◆ YOUR GOAL
Transcribe each record word for word. Skip the images.

◆ DATA RECORDS
────────
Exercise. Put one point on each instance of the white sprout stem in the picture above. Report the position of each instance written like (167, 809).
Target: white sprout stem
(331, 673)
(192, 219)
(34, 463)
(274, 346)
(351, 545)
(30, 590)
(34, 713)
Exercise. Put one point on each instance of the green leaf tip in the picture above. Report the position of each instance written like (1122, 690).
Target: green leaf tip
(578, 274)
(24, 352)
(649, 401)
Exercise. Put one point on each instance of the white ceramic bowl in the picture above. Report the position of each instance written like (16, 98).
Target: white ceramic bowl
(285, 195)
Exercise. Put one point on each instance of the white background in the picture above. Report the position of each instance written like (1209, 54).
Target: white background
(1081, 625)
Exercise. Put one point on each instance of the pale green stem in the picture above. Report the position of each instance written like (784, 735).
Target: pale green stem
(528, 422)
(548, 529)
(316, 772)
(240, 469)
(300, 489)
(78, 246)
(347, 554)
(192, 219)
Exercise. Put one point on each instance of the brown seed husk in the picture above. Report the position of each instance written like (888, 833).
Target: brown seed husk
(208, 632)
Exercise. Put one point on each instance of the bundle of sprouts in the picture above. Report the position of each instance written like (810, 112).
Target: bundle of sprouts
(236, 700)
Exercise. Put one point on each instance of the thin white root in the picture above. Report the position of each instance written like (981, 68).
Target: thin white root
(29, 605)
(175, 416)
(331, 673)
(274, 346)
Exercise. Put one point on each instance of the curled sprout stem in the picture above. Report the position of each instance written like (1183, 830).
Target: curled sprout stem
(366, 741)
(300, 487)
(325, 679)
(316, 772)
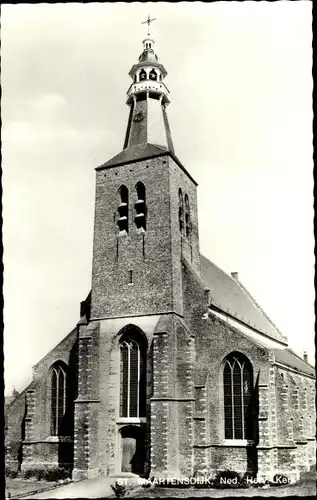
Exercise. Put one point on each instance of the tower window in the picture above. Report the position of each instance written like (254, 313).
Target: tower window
(133, 374)
(188, 228)
(238, 388)
(58, 398)
(153, 75)
(130, 277)
(123, 209)
(141, 96)
(140, 206)
(142, 75)
(180, 211)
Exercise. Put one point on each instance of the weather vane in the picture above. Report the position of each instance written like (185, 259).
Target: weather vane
(148, 22)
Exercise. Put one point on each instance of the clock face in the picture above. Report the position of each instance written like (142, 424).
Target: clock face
(138, 116)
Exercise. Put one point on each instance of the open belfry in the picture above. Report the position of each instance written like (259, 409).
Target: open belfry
(173, 369)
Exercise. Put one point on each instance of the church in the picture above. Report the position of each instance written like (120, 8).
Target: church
(173, 369)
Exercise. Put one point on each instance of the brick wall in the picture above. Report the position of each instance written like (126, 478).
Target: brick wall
(153, 256)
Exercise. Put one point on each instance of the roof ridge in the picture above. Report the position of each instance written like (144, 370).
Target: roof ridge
(299, 357)
(246, 291)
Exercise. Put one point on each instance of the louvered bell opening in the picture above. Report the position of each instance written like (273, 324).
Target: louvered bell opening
(140, 221)
(123, 223)
(140, 208)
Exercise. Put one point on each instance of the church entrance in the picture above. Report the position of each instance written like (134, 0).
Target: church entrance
(132, 450)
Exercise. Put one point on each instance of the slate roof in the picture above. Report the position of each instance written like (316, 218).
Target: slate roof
(142, 152)
(291, 359)
(134, 153)
(228, 295)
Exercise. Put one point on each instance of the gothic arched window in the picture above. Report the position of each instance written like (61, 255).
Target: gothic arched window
(188, 227)
(133, 374)
(140, 206)
(180, 211)
(142, 75)
(238, 390)
(123, 209)
(153, 75)
(58, 398)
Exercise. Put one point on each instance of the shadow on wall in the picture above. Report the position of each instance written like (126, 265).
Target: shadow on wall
(66, 447)
(253, 429)
(20, 448)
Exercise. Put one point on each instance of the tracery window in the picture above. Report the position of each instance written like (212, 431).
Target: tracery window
(188, 226)
(133, 375)
(142, 75)
(140, 206)
(58, 398)
(123, 209)
(153, 75)
(180, 211)
(238, 386)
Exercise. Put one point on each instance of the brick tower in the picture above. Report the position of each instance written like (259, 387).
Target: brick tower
(145, 221)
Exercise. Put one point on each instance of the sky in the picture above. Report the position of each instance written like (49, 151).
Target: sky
(240, 76)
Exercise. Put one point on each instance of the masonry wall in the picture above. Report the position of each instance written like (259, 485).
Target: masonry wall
(153, 255)
(28, 417)
(214, 340)
(14, 431)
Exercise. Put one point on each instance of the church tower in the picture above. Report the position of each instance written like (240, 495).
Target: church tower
(145, 226)
(146, 208)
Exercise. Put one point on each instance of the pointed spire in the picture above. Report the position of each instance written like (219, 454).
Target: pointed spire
(148, 21)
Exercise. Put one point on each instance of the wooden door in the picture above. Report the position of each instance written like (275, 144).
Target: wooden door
(132, 450)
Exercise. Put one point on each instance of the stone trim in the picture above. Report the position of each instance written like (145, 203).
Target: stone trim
(137, 316)
(293, 370)
(172, 399)
(87, 401)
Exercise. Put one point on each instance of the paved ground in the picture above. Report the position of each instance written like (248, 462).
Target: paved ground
(98, 487)
(23, 486)
(281, 491)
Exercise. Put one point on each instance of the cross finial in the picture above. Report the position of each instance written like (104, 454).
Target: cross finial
(148, 21)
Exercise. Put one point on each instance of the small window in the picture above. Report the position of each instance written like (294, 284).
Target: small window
(154, 95)
(238, 400)
(140, 207)
(142, 75)
(153, 75)
(180, 211)
(123, 210)
(141, 96)
(58, 398)
(133, 374)
(188, 228)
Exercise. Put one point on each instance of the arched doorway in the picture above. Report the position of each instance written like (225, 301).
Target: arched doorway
(132, 447)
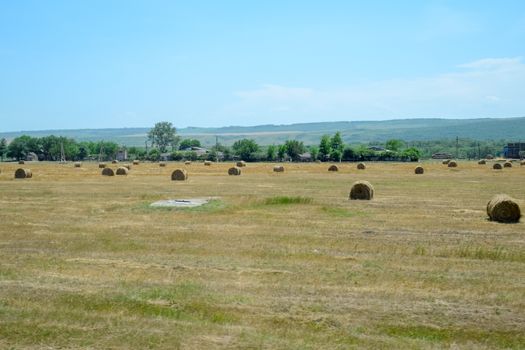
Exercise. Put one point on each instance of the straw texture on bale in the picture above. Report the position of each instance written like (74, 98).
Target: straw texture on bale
(234, 171)
(23, 174)
(179, 175)
(108, 172)
(362, 190)
(122, 170)
(503, 208)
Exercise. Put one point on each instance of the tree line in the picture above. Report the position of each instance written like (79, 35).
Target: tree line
(164, 143)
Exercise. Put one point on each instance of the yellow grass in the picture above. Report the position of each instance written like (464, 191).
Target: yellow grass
(278, 261)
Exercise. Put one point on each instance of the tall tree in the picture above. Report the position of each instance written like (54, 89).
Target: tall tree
(245, 149)
(163, 135)
(281, 151)
(271, 152)
(294, 148)
(3, 148)
(336, 143)
(324, 147)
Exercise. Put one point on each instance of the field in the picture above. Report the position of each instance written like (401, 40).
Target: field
(274, 261)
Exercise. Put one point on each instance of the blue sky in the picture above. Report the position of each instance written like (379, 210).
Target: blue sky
(103, 63)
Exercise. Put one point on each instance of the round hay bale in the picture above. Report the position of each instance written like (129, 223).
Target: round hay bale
(503, 208)
(234, 171)
(108, 172)
(362, 190)
(179, 175)
(121, 170)
(23, 174)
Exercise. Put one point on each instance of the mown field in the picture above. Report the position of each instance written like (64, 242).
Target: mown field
(275, 261)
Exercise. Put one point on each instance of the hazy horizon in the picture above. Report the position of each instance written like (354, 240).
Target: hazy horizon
(111, 64)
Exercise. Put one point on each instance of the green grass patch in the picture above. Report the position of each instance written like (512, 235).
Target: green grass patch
────────
◆ SOLUTION TO THIS TASK
Exercise. Put one point on each instance of the white sprout stem in the picture above. Report the position of each instance written like (167, 809).
Target: white sprout stem
(331, 673)
(192, 219)
(34, 463)
(274, 346)
(351, 545)
(30, 590)
(34, 713)
Exercise. Put one point on each instance of the green leaf tip in the picture above. Report the position of each instance written like (1122, 690).
Target: green leaf tip
(578, 274)
(24, 352)
(649, 401)
Exercise. Put one point on each instance of the white ceramic bowl in the picture above. Report the position of each instance written like (16, 98).
Target: white ceramic bowl
(285, 195)
Exercise. Put one point on each instance of the white background in the picture above. Report the position of each instance written like (1209, 54).
Target: white background
(1081, 625)
Exercise. Put one point on each instance of the pale green stem in the picture above. Report the position of each instance written like (784, 735).
Target: pale green stem
(528, 422)
(548, 529)
(316, 772)
(240, 469)
(300, 489)
(78, 246)
(347, 554)
(192, 219)
Exercise. Put one point on each instance of the brown seed husk in the picture above. Report the position of each instance written like (888, 833).
Target: brown seed husk
(208, 632)
Exercise. Put one point on each instance of the bundle of sprouts in the picture above. Report the position of each instance written like (810, 112).
Target: bundle of sprouts
(236, 700)
Exercise. Put one point on each instance of the thin white root in the picture above. Report the position of each instance written like (981, 68).
Target: thin white root
(29, 605)
(175, 416)
(331, 673)
(274, 346)
Exercise. Put one point on each instance of the curled sprout stem in the picture above. Report the position of each instance written like (1183, 830).
Target: curled sprout stem
(366, 741)
(300, 487)
(325, 679)
(316, 772)
Exercise. Put one point on each instance of the tower window in the picture above. Report the position of each instance written like (254, 313).
Target: tower window
(133, 374)
(188, 228)
(238, 388)
(58, 398)
(153, 75)
(130, 277)
(123, 209)
(141, 96)
(140, 206)
(142, 75)
(180, 211)
Exercise. Put one point on each instance of the weather vane in the picture above. Report the position of each instance written like (185, 259).
Target: weather vane
(148, 22)
Exercise. Put one point on each instance of the clock face in the picture above. Report the position of each instance written like (142, 424).
Target: clock face
(138, 116)
Exercise. Put one point on each instance of the open belfry in the picture above. Report the position of each instance written like (259, 409).
Target: open belfry
(173, 369)
Exercise. Put one point on each instance of the church in the picture above. Report the position of each instance written like (120, 8).
Target: church
(173, 369)
Exercise. Put one point on each instance of the brick wall in the picture above. Report the position of each instance written like (126, 478).
Target: brick wall
(153, 256)
Exercise. Put one point on each instance of the roof ridge in the picture above. Report the position of each instance written like (144, 370).
Target: roof ridge
(299, 357)
(246, 291)
Exercise. Put one point on each instance of the louvered bell opening in the picture above. Report the position of each instance written like (273, 324).
Target: louvered bell opening
(140, 221)
(123, 223)
(140, 208)
Exercise. Put one point on each instance of the church entrance in the picture above. Report the position of each instance written like (134, 0).
Target: church entrance
(132, 450)
Exercise. Put one point on each instance of the slate roof in the picture above. Report the position of each instance written like (316, 218).
Target: slate roof
(142, 152)
(291, 359)
(134, 153)
(228, 295)
Exercise. Put one point on each instance of the gothic arched window in the picture above. Report the position of each instance written like (61, 255).
Target: gothic arched window
(188, 227)
(133, 374)
(140, 206)
(180, 211)
(142, 75)
(238, 390)
(123, 209)
(153, 75)
(58, 398)
Exercise. Put one point on each instance of the shadow on wall in the picture above. Report the position of each instance written like (126, 265).
Target: shadow on wall
(66, 447)
(253, 429)
(20, 448)
Exercise. Put one point on each instance of the tracery window in the picture above. Report the position of each instance written like (212, 431).
Target: tracery window
(188, 226)
(133, 375)
(142, 75)
(140, 206)
(58, 398)
(123, 209)
(153, 75)
(180, 211)
(238, 386)
Exercise. Put one point on each instance of the brick tower in the picture above. Report the position of each instance written like (259, 387).
Target: brick tower
(145, 221)
Exercise. Put one point on each instance of the sky in the picture above. Report the position of each instance written like (49, 151).
Target: sky
(240, 76)
Exercise. Put one point on each instance of the masonry wall in the picture above. Report the position of each instance written like (259, 485).
Target: masonry wall
(153, 255)
(28, 417)
(214, 340)
(14, 431)
Exercise. Put one point on each instance of the church tower in the picture above. Report the position of each instance written like (240, 495).
Target: church tower
(145, 226)
(146, 208)
Exercise. Put one point on each instance of the pointed spire in the picture above. Report the position of each instance written like (219, 454).
Target: pointed spire
(148, 21)
Exercise. Put one point on each instance of the wooden door in the picture above. Report the position of each instance written like (275, 144).
Target: wooden door
(132, 450)
Exercise. Put one point on each instance of the stone trim in the picture above. Report the position of each instance written like (145, 203).
Target: stone trim
(137, 316)
(293, 370)
(172, 399)
(87, 401)
Exercise. Put one point on each instance of the paved ground in the picture above. Report the position of each instance written like (248, 462).
Target: paved ground
(98, 487)
(23, 486)
(281, 491)
Exercise. Put one point on each instance of the cross finial in the picture above. Report the position of each instance written like (104, 454).
Target: cross finial
(148, 21)
Exercise. Put one point on each instance of the small window in the picture above. Report the position of each instance written like (294, 284).
Target: small window
(154, 95)
(238, 400)
(140, 207)
(142, 75)
(153, 75)
(180, 211)
(123, 210)
(141, 96)
(58, 398)
(133, 374)
(188, 228)
Exercise. Put one point on each instance of the arched doorway in the picture above. Report the position of each instance written like (225, 301).
Target: arched doorway
(132, 447)
Exercise. Put one point on each instance of the straw texture on bale in the picture above. Report the position of each instance written like (74, 98).
Target: straw texture on bale
(234, 171)
(23, 174)
(179, 175)
(108, 172)
(362, 190)
(122, 170)
(503, 208)
Exercise. Put one point on each instance of the tree line in the picture above. Report the position of each instance written like (79, 35).
Target: tree line
(164, 143)
Exercise. Put one point on each instance of the yellow grass in the picture above. Report the position of each instance written like (464, 191).
Target: yellow grass
(278, 261)
Exercise. Put one point on each instance of the tall tree in the picture above. Report the position of each instance written like (54, 89).
Target: tall tree
(245, 149)
(163, 135)
(281, 151)
(271, 152)
(294, 148)
(3, 148)
(336, 143)
(324, 147)
Exercise. Put one point on each instance of the field in the picture above. Report the position of each instance written like (401, 40).
Target: field
(274, 261)
Exercise. Put one point on each instance of the blue sky in the picture above. Report the position of each instance written like (379, 210).
Target: blue sky
(103, 63)
Exercise. Put one point on each instance of the round hay bale in the picture above. Report the position of each instance written like (129, 223).
Target: round hay bale
(503, 208)
(234, 171)
(108, 172)
(362, 190)
(179, 175)
(121, 170)
(23, 174)
Exercise. Put one point on each instance of the mown field in the picture above. Report the position of each instance written like (64, 242).
Target: mown field
(275, 261)
Exercise. Put one point on each instance of the hazy horizon in the picture above. Report the position of each instance written like (354, 240).
Target: hazy horizon
(111, 64)
Exercise. Put one point on each instance of the green grass patch in the picture above. Report the position of each instance written like (512, 235).
Target: green grass patch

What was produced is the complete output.